> [Exercise brief]
Starting with the line that contains "Put a marker on each instance of the white", copy every line through the end of the data below, exactly and with nothing added.

> [Records to use]

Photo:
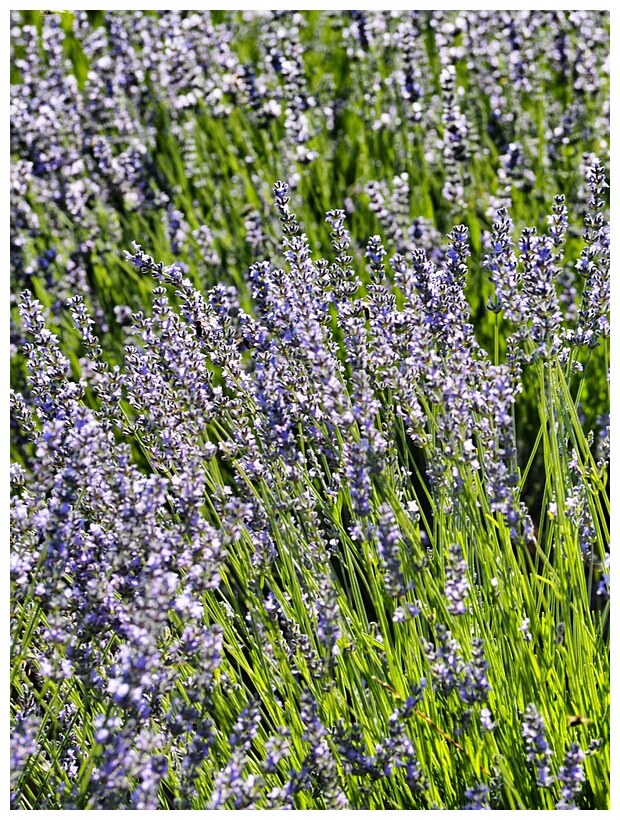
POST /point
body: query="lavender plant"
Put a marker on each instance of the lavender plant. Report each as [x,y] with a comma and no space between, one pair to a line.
[295,522]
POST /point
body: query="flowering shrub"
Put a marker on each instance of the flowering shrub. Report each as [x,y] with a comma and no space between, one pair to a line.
[284,547]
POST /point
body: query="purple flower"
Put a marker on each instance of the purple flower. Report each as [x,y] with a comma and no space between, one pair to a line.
[571,776]
[536,745]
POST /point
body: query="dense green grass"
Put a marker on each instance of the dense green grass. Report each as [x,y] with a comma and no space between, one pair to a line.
[219,177]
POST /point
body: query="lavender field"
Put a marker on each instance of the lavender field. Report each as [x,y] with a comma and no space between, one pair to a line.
[310,410]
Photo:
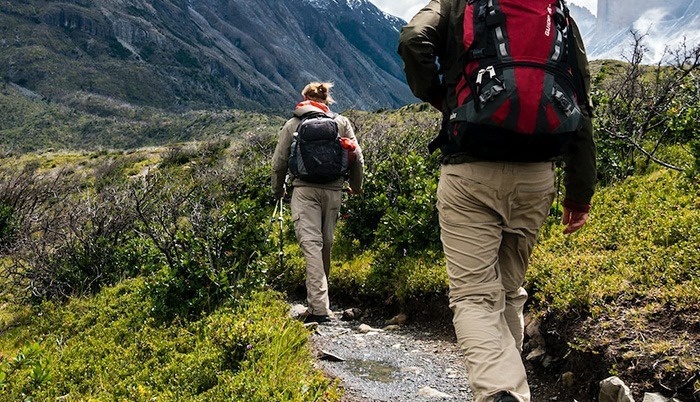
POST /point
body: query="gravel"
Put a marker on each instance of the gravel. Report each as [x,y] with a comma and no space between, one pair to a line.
[391,363]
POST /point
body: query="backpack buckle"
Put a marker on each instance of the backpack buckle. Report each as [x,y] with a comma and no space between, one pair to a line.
[480,75]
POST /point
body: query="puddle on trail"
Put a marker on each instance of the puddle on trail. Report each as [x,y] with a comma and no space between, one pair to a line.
[372,370]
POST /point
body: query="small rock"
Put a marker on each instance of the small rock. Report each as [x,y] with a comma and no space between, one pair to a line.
[366,329]
[297,310]
[311,325]
[351,314]
[433,393]
[568,379]
[536,354]
[612,389]
[326,355]
[411,369]
[397,320]
[658,398]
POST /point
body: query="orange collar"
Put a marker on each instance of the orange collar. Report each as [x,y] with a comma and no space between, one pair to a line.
[319,105]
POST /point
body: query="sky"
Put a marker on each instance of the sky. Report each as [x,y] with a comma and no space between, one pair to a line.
[408,8]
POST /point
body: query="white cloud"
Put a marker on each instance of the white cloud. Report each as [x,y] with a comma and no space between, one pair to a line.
[406,9]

> [Written response]
Put a marker on each instance of the white cloud. Report each as [x,y] with a comma and no space between, one pair to a line.
[406,9]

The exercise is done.